═══ GIVEN INFORMATION

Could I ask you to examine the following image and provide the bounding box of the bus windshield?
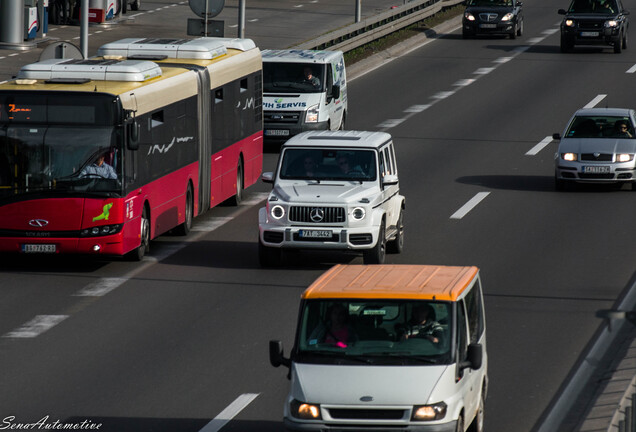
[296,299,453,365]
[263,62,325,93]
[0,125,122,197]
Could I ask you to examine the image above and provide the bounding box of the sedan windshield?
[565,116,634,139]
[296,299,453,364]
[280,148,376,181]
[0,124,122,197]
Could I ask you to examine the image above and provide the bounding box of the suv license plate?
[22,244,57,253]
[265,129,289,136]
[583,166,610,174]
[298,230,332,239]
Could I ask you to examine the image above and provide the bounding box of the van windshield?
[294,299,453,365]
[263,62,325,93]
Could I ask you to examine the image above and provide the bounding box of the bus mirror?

══════
═══ GIVEN INFORMATION

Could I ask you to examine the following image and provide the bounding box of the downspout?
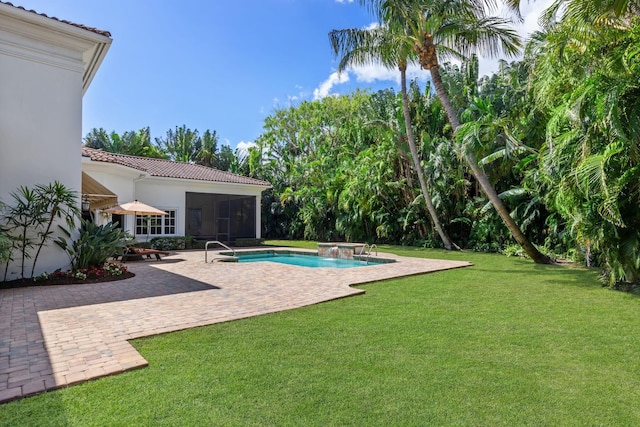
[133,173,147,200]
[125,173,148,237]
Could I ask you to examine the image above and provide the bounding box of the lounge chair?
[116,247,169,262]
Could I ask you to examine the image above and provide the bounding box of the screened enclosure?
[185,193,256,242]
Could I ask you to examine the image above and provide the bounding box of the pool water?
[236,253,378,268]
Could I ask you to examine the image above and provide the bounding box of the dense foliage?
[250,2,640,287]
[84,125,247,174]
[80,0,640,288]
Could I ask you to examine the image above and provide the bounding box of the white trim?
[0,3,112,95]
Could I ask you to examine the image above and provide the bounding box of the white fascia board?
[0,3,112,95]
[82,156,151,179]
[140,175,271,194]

══════
═══ GIVEN INFORMATION

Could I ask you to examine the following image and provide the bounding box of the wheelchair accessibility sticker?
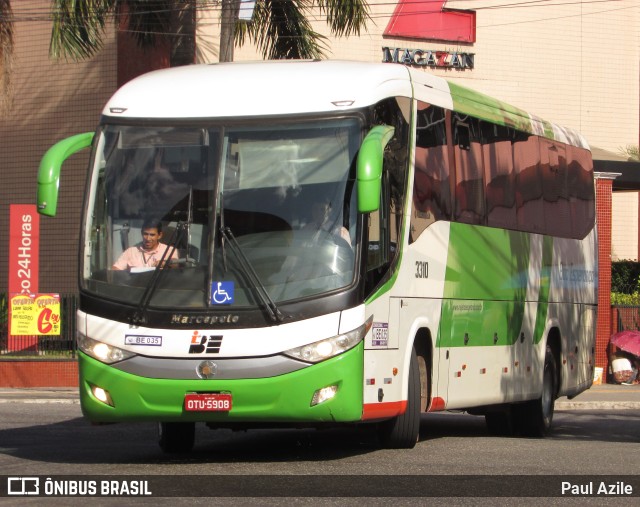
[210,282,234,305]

══════

— WRITTEN PROBLEM —
Rescale the rows between the line holding "the lounge chair?" and the line holding "[185,193,256,242]", inclusive. Repeat every line, requests included, but multiply each bounding box coordinate by 1.8 and round to whole numbers, with halves rounded up.

— CORRECT OUTPUT —
Could I ask you to examine the image above and provide the bounding box of the lounge chair?
[209,445,304,472]
Could I ask you to examine the image above and provide the bounding box of the screened enclosure?
[333,347,461,436]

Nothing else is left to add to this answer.